━━━ Teks Sumber ━━━

Baca berita tanpa iklan. Gabung Kompas.com+
Mohamad Burhanudin
Pemerhati Kebijakan Lingkungan

Penulis lepas; Environmental Specialist Yayasan KEHATI

Mengapa Indonesia Tertinggal dari Vietnam?

Kompas.com - 25/06/2019, 09:29 WIB
Anda bisa menjadi kolumnis !
Kriteria (salah satu): akademisi, pekerja profesional atau praktisi di bidangnya, pengamat atau pemerhati isu-isu strategis, ahli/pakar di bidang tertentu, budayawan/seniman, aktivis organisasi nonpemerintah, tokoh masyarakat, pekerja di institusi pemerintah maupun swasta, mahasiswa S2 dan S3. Cara daftar baca di sini

BELUM lama ini, sejumlah media nasional dan internasional mengangkat berita tentang sejumlah negara yang justru mendapat berkah dari perang dagang Amerika Serikat vs Cina. Salah satu negara yang paling mendapatkan keuntungan terbesar adalah Vietnam. Publik domestik pun bertanya-tanya, bagaimana dengan Indonesia? Mengapa kalah dari Vietnam? 

Sesungguhnya munculnya Vietnam sebagai penerima berkah utama perang dagang bukanlah hal yang mengejutkan. Jauh sebelum perang dagang memanas, UNCTADstat pada April 2018 lalu mencatat, Vietnam merupakan negara dengan indeks pertumbuhan ekspor produk manufaktur tertinggi di dunia.

Tak tanggung-tanggung, indeksnya menunjukkan angka 2.051. Mengungguli India yang disebut-sebut sebagai salah satu negara dengan pertumbuhan industri manufaktur terbesar di dunia, terutama mengingat besarnya ketersediaan jumlah tenaga kerja dan kemajuan pendidikan vokasi di negara tersebut. India tercatat berada pada indeks 798. 

Lalu, bagaimana dengan Indonesia? Indeks industri manufaktur kita hanya 183. Angka tersebut, bahkan, lebih rendah dibanding Kenya dan Bangladesh, dua negara berkembang yang kondisi politiknya kerap labil.

━━━

(Tujuan Tugas 1):
Menurut teks sumber, berapa angka indeks industri manufaktur Indonesia?

━━━ Data yang Diberikan ━━━

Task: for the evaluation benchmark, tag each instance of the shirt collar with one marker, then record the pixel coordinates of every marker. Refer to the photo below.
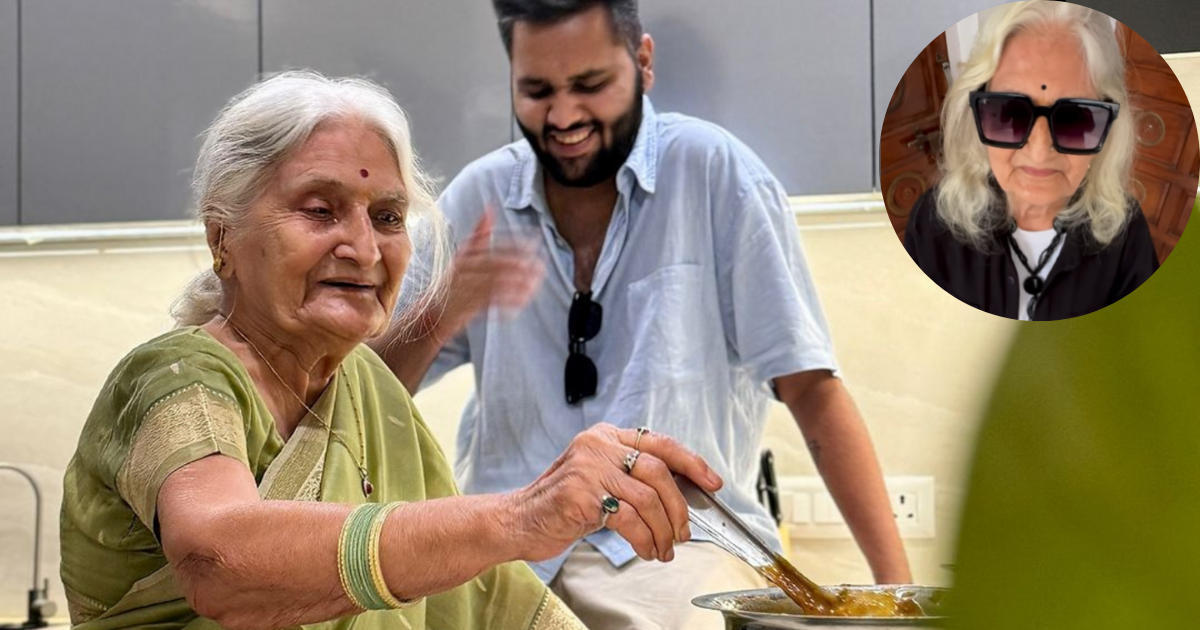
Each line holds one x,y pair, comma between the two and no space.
640,168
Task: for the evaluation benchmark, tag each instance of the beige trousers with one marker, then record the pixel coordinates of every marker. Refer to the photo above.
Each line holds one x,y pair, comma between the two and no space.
651,595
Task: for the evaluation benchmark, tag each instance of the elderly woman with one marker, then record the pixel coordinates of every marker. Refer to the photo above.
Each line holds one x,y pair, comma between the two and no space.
258,467
1031,219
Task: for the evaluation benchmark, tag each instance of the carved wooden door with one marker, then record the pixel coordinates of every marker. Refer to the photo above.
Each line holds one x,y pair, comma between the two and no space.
1168,163
911,141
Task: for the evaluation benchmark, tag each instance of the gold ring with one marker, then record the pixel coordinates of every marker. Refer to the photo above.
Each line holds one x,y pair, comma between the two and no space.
630,460
637,441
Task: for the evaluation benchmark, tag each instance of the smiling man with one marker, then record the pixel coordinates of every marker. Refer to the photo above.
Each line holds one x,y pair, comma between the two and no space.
676,297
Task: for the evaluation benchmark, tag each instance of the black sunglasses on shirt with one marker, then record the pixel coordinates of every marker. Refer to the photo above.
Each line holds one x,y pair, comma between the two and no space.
1078,126
582,325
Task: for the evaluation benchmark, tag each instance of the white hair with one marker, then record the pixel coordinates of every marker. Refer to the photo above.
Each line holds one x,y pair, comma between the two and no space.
964,196
261,127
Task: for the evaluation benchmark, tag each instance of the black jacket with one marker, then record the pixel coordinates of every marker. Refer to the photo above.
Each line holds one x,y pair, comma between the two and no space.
1086,277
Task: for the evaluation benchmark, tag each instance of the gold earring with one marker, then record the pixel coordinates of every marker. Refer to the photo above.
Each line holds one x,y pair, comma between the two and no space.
217,258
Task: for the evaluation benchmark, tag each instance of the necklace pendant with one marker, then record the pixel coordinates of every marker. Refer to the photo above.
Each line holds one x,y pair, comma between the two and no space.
1033,285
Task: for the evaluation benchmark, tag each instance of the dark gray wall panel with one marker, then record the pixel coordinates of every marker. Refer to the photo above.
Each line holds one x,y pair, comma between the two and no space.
1169,25
9,112
443,61
114,95
903,29
790,78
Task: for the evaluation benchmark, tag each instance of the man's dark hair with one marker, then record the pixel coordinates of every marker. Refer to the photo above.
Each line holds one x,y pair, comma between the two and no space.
622,16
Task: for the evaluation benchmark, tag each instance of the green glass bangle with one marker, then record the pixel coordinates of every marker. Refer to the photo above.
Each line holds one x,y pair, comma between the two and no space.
354,557
378,581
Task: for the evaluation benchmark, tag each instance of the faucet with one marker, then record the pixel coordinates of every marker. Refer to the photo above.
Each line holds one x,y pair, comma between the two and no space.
40,605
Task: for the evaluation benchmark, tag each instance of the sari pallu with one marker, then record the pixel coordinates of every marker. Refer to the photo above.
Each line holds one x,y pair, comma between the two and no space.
185,396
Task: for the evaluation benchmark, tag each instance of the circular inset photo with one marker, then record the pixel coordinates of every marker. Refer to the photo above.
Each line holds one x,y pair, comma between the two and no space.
1039,161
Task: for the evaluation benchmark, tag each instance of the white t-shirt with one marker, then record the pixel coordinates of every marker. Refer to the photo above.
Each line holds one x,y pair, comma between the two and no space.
1032,244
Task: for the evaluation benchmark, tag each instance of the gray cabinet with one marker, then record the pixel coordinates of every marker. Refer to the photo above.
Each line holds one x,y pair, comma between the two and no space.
9,115
789,78
113,96
443,61
903,29
1169,25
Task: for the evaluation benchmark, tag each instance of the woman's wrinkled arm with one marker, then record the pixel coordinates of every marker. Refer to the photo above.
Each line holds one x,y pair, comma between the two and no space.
263,564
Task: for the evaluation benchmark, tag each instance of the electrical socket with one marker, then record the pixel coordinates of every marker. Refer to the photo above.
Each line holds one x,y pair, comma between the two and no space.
810,513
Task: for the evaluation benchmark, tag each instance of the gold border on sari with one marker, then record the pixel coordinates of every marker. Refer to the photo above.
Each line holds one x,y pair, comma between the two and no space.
179,429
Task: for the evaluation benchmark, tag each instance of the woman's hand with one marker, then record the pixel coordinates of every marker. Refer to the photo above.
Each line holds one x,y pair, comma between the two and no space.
563,504
504,271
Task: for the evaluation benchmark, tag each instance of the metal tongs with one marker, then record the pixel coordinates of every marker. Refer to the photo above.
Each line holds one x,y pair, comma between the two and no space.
729,532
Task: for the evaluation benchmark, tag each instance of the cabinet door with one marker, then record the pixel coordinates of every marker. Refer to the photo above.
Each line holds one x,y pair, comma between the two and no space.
443,61
903,29
789,78
9,96
113,97
911,141
1169,25
1168,163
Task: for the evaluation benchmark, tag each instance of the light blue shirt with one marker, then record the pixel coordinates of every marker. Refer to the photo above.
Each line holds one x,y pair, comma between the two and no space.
706,298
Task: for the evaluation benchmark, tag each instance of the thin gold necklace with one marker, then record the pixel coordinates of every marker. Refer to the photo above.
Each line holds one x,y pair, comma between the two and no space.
367,489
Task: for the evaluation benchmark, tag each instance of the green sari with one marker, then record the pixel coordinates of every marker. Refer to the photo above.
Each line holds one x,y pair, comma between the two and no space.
185,396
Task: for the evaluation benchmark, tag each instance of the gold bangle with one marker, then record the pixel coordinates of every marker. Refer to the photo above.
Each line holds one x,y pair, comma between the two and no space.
343,541
373,558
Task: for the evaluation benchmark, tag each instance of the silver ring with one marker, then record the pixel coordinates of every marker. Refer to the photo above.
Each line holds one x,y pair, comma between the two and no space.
637,441
630,460
609,507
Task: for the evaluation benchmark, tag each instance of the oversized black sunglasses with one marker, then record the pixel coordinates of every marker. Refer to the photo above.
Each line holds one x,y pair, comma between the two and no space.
582,324
1078,126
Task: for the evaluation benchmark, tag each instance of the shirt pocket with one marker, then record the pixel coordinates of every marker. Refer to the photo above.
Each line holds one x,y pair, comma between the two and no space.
672,330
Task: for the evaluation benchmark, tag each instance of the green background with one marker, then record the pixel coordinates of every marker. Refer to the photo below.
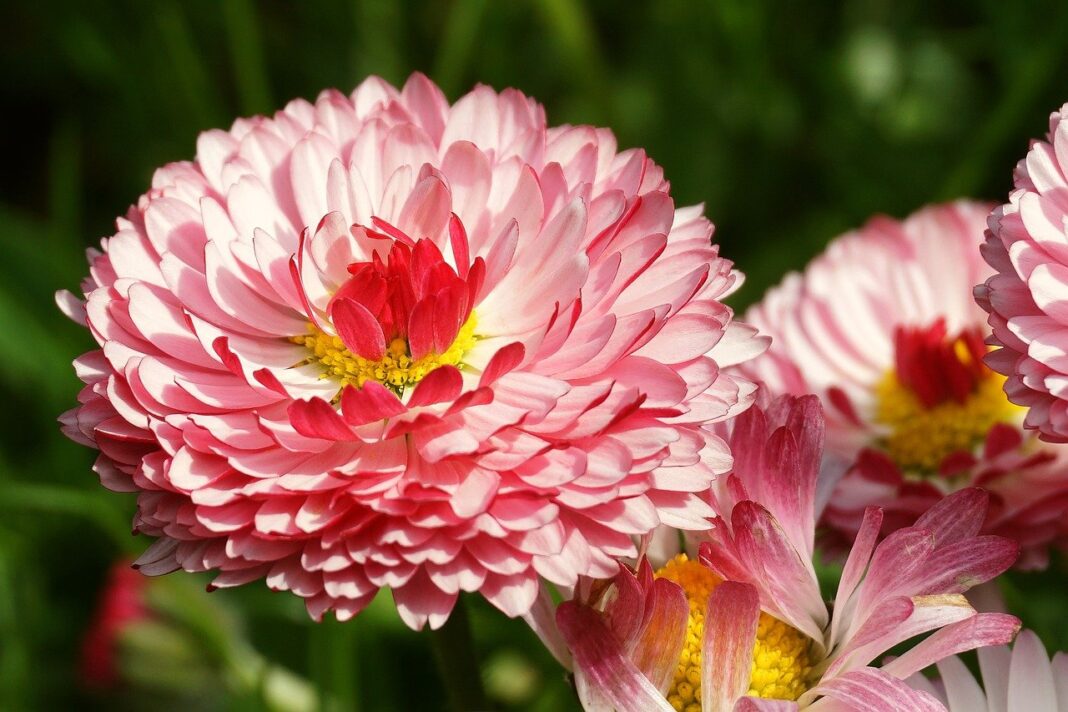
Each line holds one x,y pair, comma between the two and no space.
790,121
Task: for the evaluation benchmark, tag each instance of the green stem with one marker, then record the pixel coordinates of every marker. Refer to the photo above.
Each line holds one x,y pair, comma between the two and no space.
455,657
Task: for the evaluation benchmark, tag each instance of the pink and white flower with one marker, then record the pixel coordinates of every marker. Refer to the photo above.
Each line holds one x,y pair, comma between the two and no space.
1025,297
745,628
1023,679
883,329
379,341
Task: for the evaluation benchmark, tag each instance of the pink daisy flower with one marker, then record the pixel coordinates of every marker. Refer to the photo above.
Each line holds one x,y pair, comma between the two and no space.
745,627
883,329
379,341
1023,679
1025,247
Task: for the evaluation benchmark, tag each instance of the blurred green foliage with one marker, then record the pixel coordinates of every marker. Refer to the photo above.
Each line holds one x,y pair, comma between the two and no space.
791,121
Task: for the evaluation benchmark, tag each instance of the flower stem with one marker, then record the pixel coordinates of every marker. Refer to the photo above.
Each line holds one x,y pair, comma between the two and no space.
457,664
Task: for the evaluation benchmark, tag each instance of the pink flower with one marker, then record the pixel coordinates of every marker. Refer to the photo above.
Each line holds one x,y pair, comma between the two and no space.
883,329
1025,247
380,341
122,603
1023,679
745,628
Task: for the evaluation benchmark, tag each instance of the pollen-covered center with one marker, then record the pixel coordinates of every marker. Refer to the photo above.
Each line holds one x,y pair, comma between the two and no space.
940,398
396,369
781,664
397,318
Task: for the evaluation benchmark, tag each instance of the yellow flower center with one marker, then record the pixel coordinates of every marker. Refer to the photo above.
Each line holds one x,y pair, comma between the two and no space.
396,370
782,667
921,437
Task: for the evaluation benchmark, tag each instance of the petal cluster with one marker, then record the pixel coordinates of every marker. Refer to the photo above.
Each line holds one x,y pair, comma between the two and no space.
1025,297
882,329
382,341
1021,678
909,585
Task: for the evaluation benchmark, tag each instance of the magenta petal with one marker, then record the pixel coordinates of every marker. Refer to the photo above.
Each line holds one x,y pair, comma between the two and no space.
603,675
957,517
506,359
624,617
759,705
788,581
360,331
659,645
441,384
731,620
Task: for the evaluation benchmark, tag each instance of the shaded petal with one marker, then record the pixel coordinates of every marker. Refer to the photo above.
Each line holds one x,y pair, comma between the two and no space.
731,621
605,677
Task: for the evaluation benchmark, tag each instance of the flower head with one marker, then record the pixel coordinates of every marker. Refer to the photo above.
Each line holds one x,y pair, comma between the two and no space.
747,622
1025,296
1023,678
883,329
379,341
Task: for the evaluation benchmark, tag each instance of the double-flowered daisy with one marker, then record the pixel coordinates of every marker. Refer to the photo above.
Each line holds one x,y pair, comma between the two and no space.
1026,298
745,627
382,341
883,328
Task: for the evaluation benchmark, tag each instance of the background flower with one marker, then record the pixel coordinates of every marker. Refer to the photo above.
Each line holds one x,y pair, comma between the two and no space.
1024,247
882,327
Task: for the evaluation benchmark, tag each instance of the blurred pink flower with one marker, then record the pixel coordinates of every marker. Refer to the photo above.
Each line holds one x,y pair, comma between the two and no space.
379,341
1023,679
1026,248
757,634
121,604
883,329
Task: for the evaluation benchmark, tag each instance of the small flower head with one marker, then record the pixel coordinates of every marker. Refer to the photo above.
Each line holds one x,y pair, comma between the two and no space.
1025,295
882,328
748,622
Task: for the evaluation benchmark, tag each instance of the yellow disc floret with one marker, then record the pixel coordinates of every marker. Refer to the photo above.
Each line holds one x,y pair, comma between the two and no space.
395,370
781,663
920,437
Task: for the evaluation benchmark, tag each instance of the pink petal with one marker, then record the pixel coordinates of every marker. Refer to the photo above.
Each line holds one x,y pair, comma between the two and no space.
658,647
372,401
1031,682
605,677
731,621
317,418
869,689
358,329
961,690
978,631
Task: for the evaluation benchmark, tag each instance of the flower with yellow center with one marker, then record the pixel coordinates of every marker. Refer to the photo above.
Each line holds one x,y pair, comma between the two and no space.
921,438
939,398
782,667
396,369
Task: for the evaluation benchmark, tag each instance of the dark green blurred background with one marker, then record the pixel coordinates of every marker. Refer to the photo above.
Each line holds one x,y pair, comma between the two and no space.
790,121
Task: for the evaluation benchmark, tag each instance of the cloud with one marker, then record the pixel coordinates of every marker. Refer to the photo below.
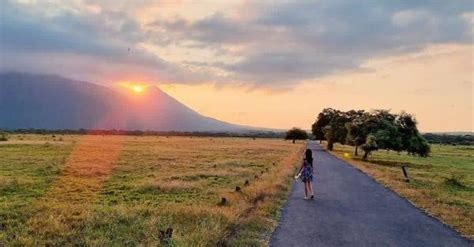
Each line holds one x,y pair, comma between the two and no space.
261,43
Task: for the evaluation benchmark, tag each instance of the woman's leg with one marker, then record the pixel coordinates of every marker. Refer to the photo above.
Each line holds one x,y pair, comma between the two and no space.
306,189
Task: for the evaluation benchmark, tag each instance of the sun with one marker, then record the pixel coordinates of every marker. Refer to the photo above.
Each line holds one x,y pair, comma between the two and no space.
137,88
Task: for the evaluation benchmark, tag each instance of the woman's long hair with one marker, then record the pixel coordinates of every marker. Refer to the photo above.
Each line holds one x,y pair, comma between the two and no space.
309,156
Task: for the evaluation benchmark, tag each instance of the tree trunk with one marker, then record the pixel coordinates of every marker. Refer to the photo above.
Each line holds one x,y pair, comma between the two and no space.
330,145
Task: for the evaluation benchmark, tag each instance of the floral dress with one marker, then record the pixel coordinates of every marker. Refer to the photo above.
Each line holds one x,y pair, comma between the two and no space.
307,173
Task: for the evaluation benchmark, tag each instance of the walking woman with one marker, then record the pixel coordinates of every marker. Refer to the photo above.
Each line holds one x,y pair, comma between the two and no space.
306,172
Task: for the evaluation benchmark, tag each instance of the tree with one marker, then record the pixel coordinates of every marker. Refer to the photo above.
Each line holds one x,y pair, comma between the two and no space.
322,121
418,146
356,135
386,130
369,146
296,134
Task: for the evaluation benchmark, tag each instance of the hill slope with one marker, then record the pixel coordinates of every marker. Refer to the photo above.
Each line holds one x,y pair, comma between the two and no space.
51,102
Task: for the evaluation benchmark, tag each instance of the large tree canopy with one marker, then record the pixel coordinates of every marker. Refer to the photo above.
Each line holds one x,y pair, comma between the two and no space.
296,134
378,129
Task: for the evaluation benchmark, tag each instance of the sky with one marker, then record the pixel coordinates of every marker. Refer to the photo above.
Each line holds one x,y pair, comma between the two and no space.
273,64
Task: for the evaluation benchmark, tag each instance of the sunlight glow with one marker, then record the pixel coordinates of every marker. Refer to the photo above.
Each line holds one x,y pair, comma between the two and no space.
137,88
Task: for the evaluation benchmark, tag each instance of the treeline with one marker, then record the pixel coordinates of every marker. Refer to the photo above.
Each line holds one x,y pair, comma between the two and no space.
370,131
251,134
449,139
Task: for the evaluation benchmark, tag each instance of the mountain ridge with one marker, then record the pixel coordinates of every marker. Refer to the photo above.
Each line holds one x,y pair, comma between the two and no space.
54,102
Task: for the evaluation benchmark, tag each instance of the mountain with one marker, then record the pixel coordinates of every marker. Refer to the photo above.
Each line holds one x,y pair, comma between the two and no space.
52,102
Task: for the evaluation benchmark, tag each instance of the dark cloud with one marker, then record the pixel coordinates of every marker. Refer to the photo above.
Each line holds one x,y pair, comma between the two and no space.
278,44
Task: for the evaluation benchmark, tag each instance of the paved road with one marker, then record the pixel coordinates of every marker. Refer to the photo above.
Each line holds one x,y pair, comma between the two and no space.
351,209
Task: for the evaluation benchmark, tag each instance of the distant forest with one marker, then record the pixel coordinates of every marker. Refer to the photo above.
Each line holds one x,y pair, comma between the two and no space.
449,139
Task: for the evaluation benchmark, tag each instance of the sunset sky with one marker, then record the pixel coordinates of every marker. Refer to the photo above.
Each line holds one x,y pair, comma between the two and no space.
259,63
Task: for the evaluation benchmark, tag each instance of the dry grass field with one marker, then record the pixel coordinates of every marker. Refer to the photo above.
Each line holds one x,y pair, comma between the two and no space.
122,190
442,184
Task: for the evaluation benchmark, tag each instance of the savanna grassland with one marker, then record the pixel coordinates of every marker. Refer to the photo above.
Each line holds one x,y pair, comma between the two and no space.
441,184
122,190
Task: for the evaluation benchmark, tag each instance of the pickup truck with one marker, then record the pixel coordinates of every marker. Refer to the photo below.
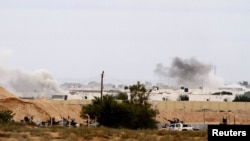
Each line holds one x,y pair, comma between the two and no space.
178,127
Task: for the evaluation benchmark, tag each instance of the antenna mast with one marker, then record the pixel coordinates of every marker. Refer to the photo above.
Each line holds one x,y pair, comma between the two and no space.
102,84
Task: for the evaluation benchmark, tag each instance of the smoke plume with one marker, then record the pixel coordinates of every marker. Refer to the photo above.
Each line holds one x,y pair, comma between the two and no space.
22,83
190,73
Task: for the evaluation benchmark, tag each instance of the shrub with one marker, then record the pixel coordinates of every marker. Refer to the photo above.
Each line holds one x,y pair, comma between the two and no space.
6,116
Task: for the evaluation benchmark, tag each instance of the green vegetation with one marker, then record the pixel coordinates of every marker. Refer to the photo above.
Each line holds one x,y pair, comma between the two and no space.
122,96
23,132
242,98
183,98
6,116
132,114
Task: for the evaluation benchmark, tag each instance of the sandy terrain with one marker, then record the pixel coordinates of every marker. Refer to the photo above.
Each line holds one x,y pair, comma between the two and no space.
42,109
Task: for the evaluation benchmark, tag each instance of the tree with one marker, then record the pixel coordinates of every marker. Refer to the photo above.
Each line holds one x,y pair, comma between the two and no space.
6,116
138,94
183,98
122,96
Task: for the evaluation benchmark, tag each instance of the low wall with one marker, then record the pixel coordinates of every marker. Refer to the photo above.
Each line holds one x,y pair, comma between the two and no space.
199,105
183,105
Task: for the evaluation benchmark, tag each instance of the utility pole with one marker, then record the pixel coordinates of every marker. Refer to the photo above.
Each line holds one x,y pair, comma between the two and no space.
102,84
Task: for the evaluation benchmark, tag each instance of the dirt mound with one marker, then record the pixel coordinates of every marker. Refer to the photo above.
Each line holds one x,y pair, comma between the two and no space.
40,109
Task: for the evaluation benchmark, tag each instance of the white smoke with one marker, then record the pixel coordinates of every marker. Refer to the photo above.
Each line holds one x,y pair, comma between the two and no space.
190,73
39,83
33,84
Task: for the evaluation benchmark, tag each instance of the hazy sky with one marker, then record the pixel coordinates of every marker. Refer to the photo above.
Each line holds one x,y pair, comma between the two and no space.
76,40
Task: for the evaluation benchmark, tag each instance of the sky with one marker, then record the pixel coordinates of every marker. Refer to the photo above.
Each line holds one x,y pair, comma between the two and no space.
75,40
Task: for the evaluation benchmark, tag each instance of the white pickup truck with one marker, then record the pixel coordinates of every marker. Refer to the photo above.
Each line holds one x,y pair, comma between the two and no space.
178,127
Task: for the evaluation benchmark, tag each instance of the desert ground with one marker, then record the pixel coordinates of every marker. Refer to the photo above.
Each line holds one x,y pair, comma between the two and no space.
42,109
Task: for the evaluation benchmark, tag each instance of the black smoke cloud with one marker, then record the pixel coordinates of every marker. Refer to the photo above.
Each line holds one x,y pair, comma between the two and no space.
190,73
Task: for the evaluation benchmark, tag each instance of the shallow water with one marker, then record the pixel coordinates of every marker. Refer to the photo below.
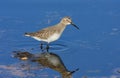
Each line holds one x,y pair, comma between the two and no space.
94,48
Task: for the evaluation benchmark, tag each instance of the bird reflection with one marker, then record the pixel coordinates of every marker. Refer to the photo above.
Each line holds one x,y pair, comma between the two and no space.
50,60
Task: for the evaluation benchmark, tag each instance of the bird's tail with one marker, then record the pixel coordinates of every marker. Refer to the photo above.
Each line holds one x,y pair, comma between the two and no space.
27,34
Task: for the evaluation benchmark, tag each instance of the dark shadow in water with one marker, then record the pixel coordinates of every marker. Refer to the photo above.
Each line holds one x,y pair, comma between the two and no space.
50,60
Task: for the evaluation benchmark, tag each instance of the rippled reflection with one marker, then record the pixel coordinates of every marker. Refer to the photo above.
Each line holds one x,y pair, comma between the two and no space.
50,60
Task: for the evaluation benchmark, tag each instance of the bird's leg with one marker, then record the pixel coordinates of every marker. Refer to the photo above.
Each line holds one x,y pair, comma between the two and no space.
41,46
47,48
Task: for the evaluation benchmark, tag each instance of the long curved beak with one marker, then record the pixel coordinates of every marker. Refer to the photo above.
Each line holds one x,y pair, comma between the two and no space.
75,25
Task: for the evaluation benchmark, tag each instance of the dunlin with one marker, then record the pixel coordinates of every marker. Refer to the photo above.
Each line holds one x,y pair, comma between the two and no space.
51,33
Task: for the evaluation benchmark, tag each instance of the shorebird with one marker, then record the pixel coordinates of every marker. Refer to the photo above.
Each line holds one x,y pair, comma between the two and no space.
51,33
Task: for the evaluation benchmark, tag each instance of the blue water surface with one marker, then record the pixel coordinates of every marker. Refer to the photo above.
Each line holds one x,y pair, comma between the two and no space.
94,49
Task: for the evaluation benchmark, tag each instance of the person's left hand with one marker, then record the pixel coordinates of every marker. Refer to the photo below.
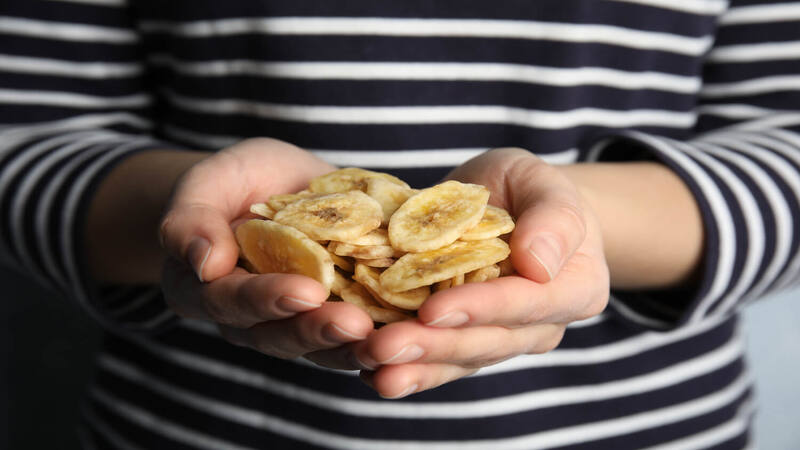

━━━

(Tujuan Tugas 2):
Salin kembali baris catatan mulai dari baris yang memuat "of the dunlin" hingga akhir catatan, termasuk kedua batasnya dan semua permintaannya. Geser setiap angka koordinat pada jawaban sebesar -86, dan jangan sertakan gambar.

(Penyelesaian Tugas 1):
Indeks industri manufaktur Indonesia hanya 183.

(Penyelesaian Tugas 2):
Task: for the evaluation benchmark, tag each instance of the dunlin with one marker, then record the pixel coordinates of every marker. Refer to the photo above.
Each line holds one x,y pair, comma between the two and no space.
-35,-53
Task: for the evaluation benchmark, tag each instance of the shorebird with one marker, then record the pixel coordinates of every marker. Refer to the photo above.
Each line holds one x,y pair, comma between the two and no space.
-35,-53
Task: for the evaluation benchmark, tag each instance of the blue water surface with one marker, then record the pixel coordinates of every marker. Refer to the photo above.
Each line holds one x,y pair, comma between the two and no space.
8,-37
Task: for the evaluation benchmark, tag each instance of the person's left hand with one marker, then record the pixel coordinates of every marker. Refer to the photo below.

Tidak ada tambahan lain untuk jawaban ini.